PROBLEM –
Can you write out the passage on protection from non-state persecution word for word, starting with "Protection from non" and going on through "system of protection."?

SOURCE EXCERPT –
****************

Protection from non state persecution

The issue of the availability of protection usually in non-state persecution cases. In Horvath, the House of Lords held that persecution by non-state actors is only persecution within the meaning of the Refugee Convention if the state is unable to provide a system of protection.

The most practical test was stated in the House of Lords by Lord Lloyd, actually formulated by Stuart-Smith LJ in the Court of Appeal (paragraphs 20, 22, & 44 of Stuart-Smith's judgment):

"... the state may be unwilling to afford protection to a certain class of its citizens if there is widespread and systemic indifference to their plight on the part of the law enforcement agencies such as the police and the courts..

...No state can guarantee the safety of its citizens. And to say that the protection must be effective suggests it must succeed in preventing attacks, which is something that cannot be achieved. Equally to say that the protection must be sufficient, begs the question, sufficient for what? In my judgment there must be in force in the country in question a criminal law which makes the violent attacks by the persecutors punishable by sentences commensurate with the gravity of the crimes. The victims as a class must not be exempt from the protection of the law. There must be a reasonable willingness by the law enforcement agencies, that is to say the police and courts to detect, prosecute and punish offenders. It must be remembered that inefficiency and incompetence is not the same as unwillingness, unless it is extreme and widespread. There may be many reasons why criminals are not brought to justice including lack of admissible evidence even where the best endeavours are made; they are not always convicted because of the high standard of proof required, and the desire to protect the rights of accused persons. Moreover, the existence of some policemen who are corrupt or sympathetic to the criminals, or some judges who are weak in the control of the court or in sentencing, does not mean that the state is unwilling to afford protection. It will require cogent evidence that the state which is able to afford protection is unwilling to do so, especially in the case of a democracy...

****************

DATA LISTING –
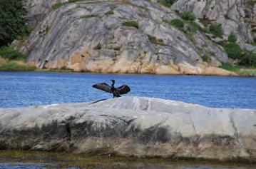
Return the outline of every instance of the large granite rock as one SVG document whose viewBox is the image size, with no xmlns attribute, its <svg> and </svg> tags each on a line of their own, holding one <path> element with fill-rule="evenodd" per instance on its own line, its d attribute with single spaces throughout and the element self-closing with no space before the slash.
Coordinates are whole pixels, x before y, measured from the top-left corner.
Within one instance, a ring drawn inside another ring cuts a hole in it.
<svg viewBox="0 0 256 169">
<path fill-rule="evenodd" d="M 0 109 L 0 148 L 256 160 L 256 111 L 150 98 Z"/>
<path fill-rule="evenodd" d="M 245 0 L 178 0 L 172 9 L 190 11 L 201 19 L 222 25 L 225 39 L 234 32 L 239 42 L 253 41 L 249 24 L 245 21 Z"/>
<path fill-rule="evenodd" d="M 34 6 L 35 10 L 39 4 L 47 6 L 40 12 L 47 14 L 41 16 L 23 47 L 30 53 L 27 63 L 39 68 L 233 75 L 216 67 L 228 61 L 220 46 L 205 34 L 188 35 L 163 22 L 179 16 L 158 4 L 144 0 L 79 1 L 54 10 L 49 6 L 57 1 L 46 1 Z M 130 21 L 136 21 L 138 29 L 123 25 Z M 208 57 L 208 63 L 203 61 L 203 56 Z"/>
</svg>

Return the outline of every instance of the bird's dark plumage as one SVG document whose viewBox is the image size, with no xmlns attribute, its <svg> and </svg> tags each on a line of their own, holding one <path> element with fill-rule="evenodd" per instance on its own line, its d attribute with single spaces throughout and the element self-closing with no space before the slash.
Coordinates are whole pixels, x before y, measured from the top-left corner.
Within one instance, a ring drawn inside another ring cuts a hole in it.
<svg viewBox="0 0 256 169">
<path fill-rule="evenodd" d="M 111 93 L 111 87 L 106 83 L 97 83 L 93 85 L 93 87 Z"/>
<path fill-rule="evenodd" d="M 129 86 L 127 85 L 123 85 L 122 86 L 120 86 L 119 88 L 115 88 L 115 81 L 111 80 L 112 81 L 112 85 L 110 86 L 106 83 L 97 83 L 93 86 L 93 88 L 96 88 L 97 89 L 106 91 L 107 93 L 110 93 L 113 94 L 113 98 L 118 98 L 121 97 L 121 95 L 126 94 L 129 91 L 130 91 L 130 89 Z"/>
</svg>

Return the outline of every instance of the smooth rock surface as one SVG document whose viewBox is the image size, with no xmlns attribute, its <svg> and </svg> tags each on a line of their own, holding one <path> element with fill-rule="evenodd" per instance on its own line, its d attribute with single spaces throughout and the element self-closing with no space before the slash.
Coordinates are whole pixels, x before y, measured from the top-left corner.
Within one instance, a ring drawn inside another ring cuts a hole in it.
<svg viewBox="0 0 256 169">
<path fill-rule="evenodd" d="M 190 11 L 198 19 L 221 24 L 227 40 L 234 32 L 242 43 L 253 40 L 250 25 L 245 21 L 247 7 L 244 0 L 178 0 L 171 9 Z"/>
<path fill-rule="evenodd" d="M 144 0 L 79 1 L 49 9 L 53 2 L 56 1 L 40 4 L 48 6 L 43 11 L 47 14 L 41 17 L 22 47 L 30 53 L 27 63 L 39 68 L 234 75 L 216 68 L 228 62 L 221 46 L 198 31 L 187 35 L 163 22 L 180 16 L 159 4 Z M 123 25 L 130 21 L 137 22 L 138 29 Z M 208 62 L 203 61 L 203 56 L 208 58 Z"/>
<path fill-rule="evenodd" d="M 122 97 L 0 109 L 0 149 L 255 161 L 256 111 Z"/>
</svg>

****************

SOLUTION BELOW –
Protection from non state persecution

The issue of the availability of protection usually in non-state persecution cases. In Horvath, the House of Lords held that persecution by non-state actors is only persecution within the meaning of the Refugee Convention if the state is unable to provide a system of protection.